- **Source**
-.-.-

That said, if you live in a place with an impressive zoo, most kids like that more.
posted by escabeche at 4:52 PM on April 5, 2010

I can remember significant bits and pieces of the first movie I saw in the theater, at age 3 - it actually had sort of a big impact on my life, although the reasons why are irrelevant here. But I know from photographs I was taken to do all sorts of things when I was 3, 4, 5 and older that I retain no memory of. That doesn't mean they didn't make an impact on me in some way, though. I don't think whether a child will remember an event later is a really good reason for doing it or not - just whether or not you think she will enjoy it now. If you want something that's definitely going to be memorable, give a nice thing she can keep rather than an event. (But don't skimp out on the event, whatever you decide it should be.)
posted by frobozz at 4:52 PM on April 5, 2010

Take her, but don't plan on staying the whole time. She might get overwhelmed by the noise or the people, so make sure she knows you can leave if it gets to be too much for her.

I say if you involve her in anything you are passionate about then she'll remember it. Not necessarily what you did with her, but the fun feelings will remain. For me it was working on cars with my dad. I certainly don't remember the first time I 'helped' him, but over the years it was kind of a special thing we did together. My other siblings didn't seem as into it as I did, so it was something I got to do with just him and me. It wasn't always fun, but I got my dad all to myself for that time. Even now, cars are always something I can talk to my dad about. If you are passionate about the game, take the time to explain what's going on (over and over), and buy her junk food and souvenirs, then she'll have a blast watching Uncle GoLakers at the game. You might even get another Lakers fan for life! Definitely take lots of pictures! Video would be awesome too, then she can watch it over and over to 'cement' the memory.

If you want the games to be your 'thing' with her, try sending her things in the mail. Lakers shirts in her sizes as she grows (so she can always wear your team), letters updating her on the players that she liked at the game, pictures of yourself at games, etc.
Also, you could have somebody take a picture of the two of you at the game then have it framed and give it to her to put in her bedroom at home.

P.S. Watch the junk food intake. Too much food and fizzy drinks added to excitement can be a recipe for puking. If you can try to get her a water bottle instead of soda, and it wouldn't hurt to bring some tums. And you might want to think about the bathroom situation. She will have to go at least once during the game. I don't know if sports arenas have family bathrooms, so you might have to send her in by herself. Talk it over with her before so she is comfortable with it, and bring hand sanitizer.

-.-.-

- **Extracted information**
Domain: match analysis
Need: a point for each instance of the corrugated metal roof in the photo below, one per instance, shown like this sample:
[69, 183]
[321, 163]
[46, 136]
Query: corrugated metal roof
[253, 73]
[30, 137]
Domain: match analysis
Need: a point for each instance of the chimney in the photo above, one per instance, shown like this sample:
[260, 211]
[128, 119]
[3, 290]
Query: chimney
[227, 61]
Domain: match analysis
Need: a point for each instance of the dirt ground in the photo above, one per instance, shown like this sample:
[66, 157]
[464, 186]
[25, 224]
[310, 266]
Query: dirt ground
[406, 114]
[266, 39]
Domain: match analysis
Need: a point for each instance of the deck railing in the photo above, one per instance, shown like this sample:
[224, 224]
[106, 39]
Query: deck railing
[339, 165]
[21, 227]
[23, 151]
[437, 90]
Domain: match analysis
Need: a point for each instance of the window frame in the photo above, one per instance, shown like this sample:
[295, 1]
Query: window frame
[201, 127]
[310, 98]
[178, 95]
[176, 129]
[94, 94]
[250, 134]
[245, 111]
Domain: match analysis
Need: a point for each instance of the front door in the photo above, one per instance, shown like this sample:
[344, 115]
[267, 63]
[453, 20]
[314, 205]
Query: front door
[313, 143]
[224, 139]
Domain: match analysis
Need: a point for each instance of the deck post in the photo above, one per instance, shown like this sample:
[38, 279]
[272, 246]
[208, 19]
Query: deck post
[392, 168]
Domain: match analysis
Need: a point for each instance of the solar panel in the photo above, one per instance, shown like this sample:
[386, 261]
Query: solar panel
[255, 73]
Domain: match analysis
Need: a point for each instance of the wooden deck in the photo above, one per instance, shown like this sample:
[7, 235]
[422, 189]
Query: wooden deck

-.-.-

- **Required actions**
(1) In the forum thread, what activity did one poster share with their dad while growing up?
(2) Reproduce the forum thread starting at "If you want the" and ending at "bedroom at home.", swapping "framed" for "printed".
The rows have nothing to do with the forum thread.

- **Answers for this exercise**
(1) Working on cars.

(2)
If you want the games to be your 'thing' with her, try sending her things in the mail. Lakers shirts in her sizes as she grows (so she can always wear your team), letters updating her on the players that she liked at the game, pictures of yourself at games, etc.
Also, you could have somebody take a picture of the two of you at the game then have it printed and give it to her to put in her bedroom at home.